### [Aim]
Please retype the entries below word for word, from the line containing "point: wildflower ->" to the line containing "Target: wildflower", including both of those lines.

Pointing entries:
-- START --

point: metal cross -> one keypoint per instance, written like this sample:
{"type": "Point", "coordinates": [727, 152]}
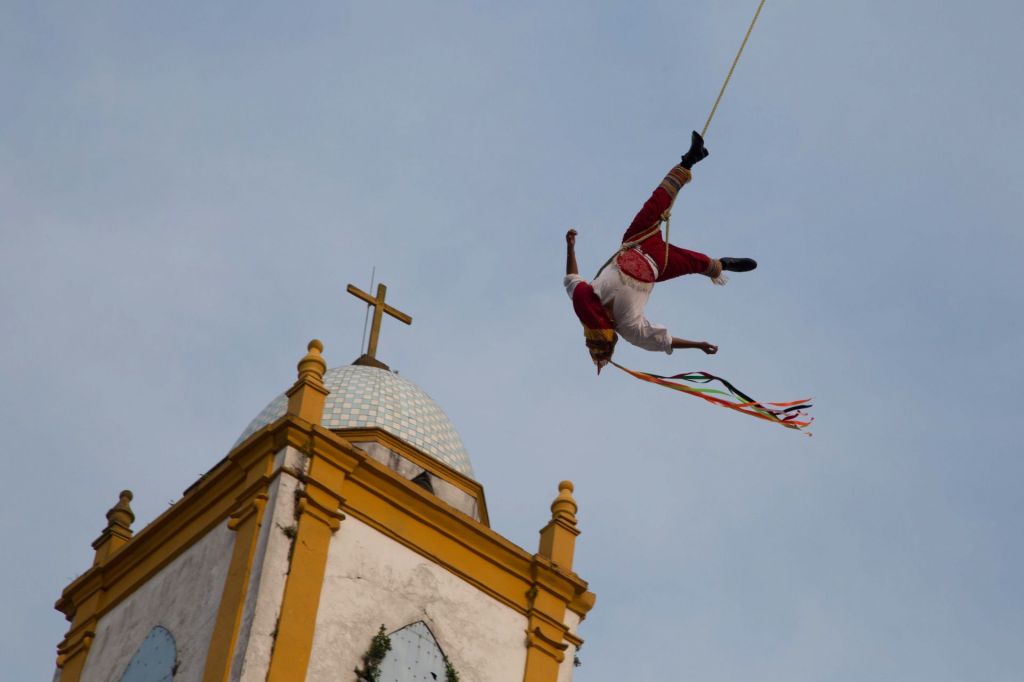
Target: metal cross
{"type": "Point", "coordinates": [380, 307]}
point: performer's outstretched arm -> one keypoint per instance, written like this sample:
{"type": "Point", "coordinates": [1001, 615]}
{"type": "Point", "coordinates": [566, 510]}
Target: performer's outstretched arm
{"type": "Point", "coordinates": [709, 348]}
{"type": "Point", "coordinates": [570, 265]}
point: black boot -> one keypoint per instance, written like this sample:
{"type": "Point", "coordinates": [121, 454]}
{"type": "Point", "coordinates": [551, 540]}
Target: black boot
{"type": "Point", "coordinates": [696, 152]}
{"type": "Point", "coordinates": [737, 264]}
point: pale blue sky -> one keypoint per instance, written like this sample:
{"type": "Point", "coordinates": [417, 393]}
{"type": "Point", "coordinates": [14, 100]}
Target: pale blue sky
{"type": "Point", "coordinates": [185, 189]}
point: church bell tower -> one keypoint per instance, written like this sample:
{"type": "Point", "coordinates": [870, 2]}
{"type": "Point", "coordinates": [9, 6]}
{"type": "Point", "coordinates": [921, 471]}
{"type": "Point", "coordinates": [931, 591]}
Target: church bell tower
{"type": "Point", "coordinates": [343, 538]}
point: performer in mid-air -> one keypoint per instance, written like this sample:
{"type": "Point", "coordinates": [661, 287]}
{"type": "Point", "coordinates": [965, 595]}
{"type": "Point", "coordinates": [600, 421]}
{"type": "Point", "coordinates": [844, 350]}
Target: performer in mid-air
{"type": "Point", "coordinates": [613, 303]}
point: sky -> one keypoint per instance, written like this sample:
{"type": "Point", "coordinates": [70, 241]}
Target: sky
{"type": "Point", "coordinates": [186, 188]}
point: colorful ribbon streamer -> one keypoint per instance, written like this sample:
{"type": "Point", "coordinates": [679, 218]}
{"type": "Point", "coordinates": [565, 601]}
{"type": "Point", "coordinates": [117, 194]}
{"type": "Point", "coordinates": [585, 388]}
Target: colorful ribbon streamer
{"type": "Point", "coordinates": [792, 415]}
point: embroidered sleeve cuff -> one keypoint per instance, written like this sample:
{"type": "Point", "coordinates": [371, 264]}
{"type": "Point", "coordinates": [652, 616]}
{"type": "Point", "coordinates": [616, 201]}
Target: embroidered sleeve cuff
{"type": "Point", "coordinates": [675, 180]}
{"type": "Point", "coordinates": [570, 283]}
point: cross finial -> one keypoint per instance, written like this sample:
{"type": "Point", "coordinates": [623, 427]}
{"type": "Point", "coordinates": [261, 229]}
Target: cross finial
{"type": "Point", "coordinates": [380, 307]}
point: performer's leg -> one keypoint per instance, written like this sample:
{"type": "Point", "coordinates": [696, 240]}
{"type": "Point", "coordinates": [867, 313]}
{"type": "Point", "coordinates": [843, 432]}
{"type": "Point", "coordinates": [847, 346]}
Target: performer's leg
{"type": "Point", "coordinates": [659, 202]}
{"type": "Point", "coordinates": [682, 261]}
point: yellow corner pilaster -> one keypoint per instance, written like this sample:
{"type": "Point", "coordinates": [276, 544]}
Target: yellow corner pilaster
{"type": "Point", "coordinates": [318, 516]}
{"type": "Point", "coordinates": [547, 634]}
{"type": "Point", "coordinates": [246, 521]}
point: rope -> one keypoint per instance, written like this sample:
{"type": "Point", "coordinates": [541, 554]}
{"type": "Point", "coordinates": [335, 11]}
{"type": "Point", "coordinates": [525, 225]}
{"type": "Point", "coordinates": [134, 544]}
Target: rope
{"type": "Point", "coordinates": [721, 92]}
{"type": "Point", "coordinates": [718, 99]}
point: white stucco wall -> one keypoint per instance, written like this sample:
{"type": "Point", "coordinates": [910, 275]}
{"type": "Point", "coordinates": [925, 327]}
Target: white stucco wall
{"type": "Point", "coordinates": [565, 670]}
{"type": "Point", "coordinates": [183, 598]}
{"type": "Point", "coordinates": [269, 571]}
{"type": "Point", "coordinates": [372, 580]}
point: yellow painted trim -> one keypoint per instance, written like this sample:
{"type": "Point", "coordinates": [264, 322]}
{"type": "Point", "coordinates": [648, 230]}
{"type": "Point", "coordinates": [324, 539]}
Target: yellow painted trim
{"type": "Point", "coordinates": [246, 522]}
{"type": "Point", "coordinates": [342, 479]}
{"type": "Point", "coordinates": [317, 518]}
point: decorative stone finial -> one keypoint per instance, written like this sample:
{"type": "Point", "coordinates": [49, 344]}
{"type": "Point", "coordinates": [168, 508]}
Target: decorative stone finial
{"type": "Point", "coordinates": [558, 537]}
{"type": "Point", "coordinates": [312, 366]}
{"type": "Point", "coordinates": [564, 506]}
{"type": "Point", "coordinates": [305, 397]}
{"type": "Point", "coordinates": [121, 513]}
{"type": "Point", "coordinates": [118, 530]}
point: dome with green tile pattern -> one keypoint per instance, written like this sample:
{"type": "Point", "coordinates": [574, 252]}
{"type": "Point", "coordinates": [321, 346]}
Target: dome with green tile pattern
{"type": "Point", "coordinates": [366, 397]}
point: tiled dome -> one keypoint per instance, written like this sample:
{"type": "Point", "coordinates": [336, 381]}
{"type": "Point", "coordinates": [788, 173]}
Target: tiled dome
{"type": "Point", "coordinates": [367, 396]}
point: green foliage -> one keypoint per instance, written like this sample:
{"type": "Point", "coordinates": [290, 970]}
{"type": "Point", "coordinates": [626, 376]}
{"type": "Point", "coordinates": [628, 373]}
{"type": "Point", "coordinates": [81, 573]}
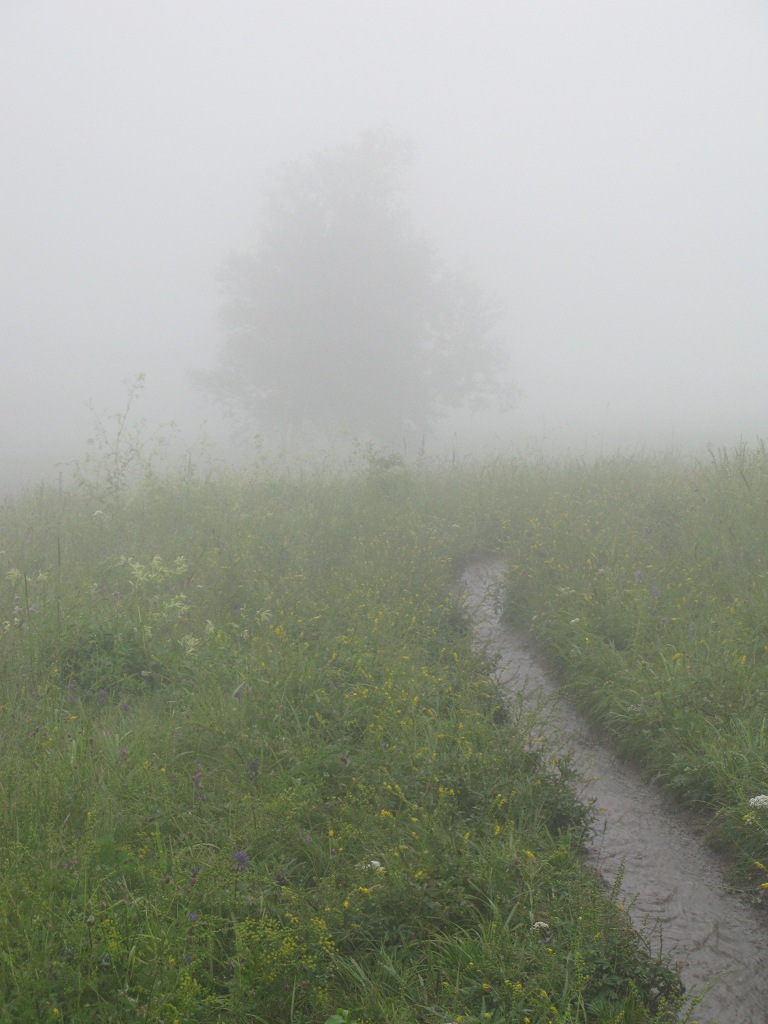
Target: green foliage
{"type": "Point", "coordinates": [253, 769]}
{"type": "Point", "coordinates": [342, 318]}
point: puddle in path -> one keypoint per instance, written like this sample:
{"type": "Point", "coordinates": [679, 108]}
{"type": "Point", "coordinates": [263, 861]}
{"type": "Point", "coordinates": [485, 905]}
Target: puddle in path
{"type": "Point", "coordinates": [714, 934]}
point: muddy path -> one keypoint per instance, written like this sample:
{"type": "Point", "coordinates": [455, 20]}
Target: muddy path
{"type": "Point", "coordinates": [674, 885]}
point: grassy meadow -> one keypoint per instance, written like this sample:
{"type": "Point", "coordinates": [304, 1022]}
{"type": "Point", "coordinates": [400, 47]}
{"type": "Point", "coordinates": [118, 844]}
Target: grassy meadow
{"type": "Point", "coordinates": [253, 769]}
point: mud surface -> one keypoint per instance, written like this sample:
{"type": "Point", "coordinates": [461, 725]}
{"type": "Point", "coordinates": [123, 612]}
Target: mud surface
{"type": "Point", "coordinates": [673, 884]}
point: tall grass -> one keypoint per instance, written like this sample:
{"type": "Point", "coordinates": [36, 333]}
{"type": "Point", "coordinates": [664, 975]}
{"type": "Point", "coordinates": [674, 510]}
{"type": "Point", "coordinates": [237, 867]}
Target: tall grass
{"type": "Point", "coordinates": [646, 584]}
{"type": "Point", "coordinates": [254, 770]}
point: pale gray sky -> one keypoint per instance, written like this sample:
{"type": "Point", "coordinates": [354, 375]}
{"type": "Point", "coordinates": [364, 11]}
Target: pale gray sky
{"type": "Point", "coordinates": [601, 166]}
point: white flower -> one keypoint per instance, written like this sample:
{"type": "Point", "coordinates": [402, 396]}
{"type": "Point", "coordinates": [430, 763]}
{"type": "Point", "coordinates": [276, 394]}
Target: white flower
{"type": "Point", "coordinates": [373, 865]}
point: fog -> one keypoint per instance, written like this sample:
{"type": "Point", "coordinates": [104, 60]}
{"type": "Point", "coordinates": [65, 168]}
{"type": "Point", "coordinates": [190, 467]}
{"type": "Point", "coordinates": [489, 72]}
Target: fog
{"type": "Point", "coordinates": [601, 167]}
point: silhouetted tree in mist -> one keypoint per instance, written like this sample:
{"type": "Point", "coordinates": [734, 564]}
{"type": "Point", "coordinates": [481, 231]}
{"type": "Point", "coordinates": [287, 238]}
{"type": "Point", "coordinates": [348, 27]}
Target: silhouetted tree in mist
{"type": "Point", "coordinates": [342, 317]}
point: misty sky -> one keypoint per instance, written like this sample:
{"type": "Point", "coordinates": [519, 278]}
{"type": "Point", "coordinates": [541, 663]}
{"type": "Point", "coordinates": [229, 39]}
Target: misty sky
{"type": "Point", "coordinates": [601, 167]}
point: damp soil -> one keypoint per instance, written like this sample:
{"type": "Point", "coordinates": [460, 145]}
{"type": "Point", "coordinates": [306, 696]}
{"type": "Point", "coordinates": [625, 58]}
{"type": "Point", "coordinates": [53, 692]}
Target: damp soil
{"type": "Point", "coordinates": [674, 887]}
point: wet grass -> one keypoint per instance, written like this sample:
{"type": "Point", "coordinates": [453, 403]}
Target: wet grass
{"type": "Point", "coordinates": [253, 769]}
{"type": "Point", "coordinates": [645, 583]}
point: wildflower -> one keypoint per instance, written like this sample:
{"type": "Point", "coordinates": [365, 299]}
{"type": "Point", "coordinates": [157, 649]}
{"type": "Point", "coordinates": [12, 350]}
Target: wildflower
{"type": "Point", "coordinates": [241, 858]}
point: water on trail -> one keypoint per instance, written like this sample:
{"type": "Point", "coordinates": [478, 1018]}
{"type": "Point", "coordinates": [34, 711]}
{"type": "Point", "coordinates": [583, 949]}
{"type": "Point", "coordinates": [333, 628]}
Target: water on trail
{"type": "Point", "coordinates": [673, 884]}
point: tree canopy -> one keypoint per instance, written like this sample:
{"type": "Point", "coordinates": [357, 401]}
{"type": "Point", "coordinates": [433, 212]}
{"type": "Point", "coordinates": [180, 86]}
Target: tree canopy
{"type": "Point", "coordinates": [342, 317]}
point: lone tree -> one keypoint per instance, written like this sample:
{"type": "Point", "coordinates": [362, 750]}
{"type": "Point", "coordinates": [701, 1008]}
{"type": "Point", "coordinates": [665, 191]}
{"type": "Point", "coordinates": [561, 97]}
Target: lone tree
{"type": "Point", "coordinates": [342, 318]}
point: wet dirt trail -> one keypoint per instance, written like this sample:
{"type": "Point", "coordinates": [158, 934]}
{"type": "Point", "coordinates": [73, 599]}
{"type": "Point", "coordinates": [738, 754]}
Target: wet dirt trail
{"type": "Point", "coordinates": [674, 885]}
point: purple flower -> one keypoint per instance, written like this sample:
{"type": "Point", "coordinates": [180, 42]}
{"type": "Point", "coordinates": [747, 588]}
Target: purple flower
{"type": "Point", "coordinates": [241, 858]}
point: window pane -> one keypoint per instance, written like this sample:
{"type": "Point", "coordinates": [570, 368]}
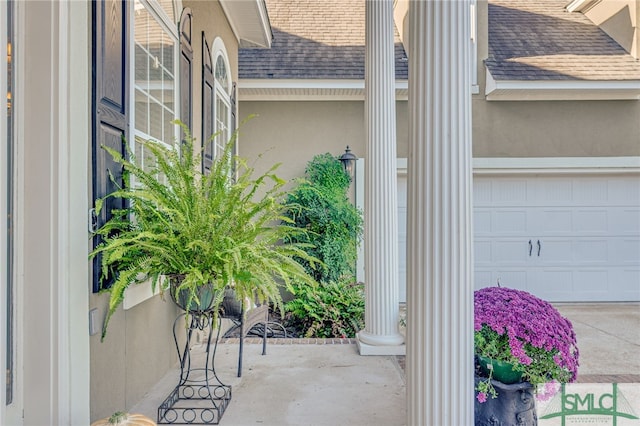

-- END --

### [Solution for this exercise]
point: wildflower -> one keypoint per instance, written like this sample:
{"type": "Point", "coordinates": [365, 299]}
{"type": "Point", "coordinates": [157, 649]}
{"type": "Point", "coordinates": [12, 350]}
Target: wildflower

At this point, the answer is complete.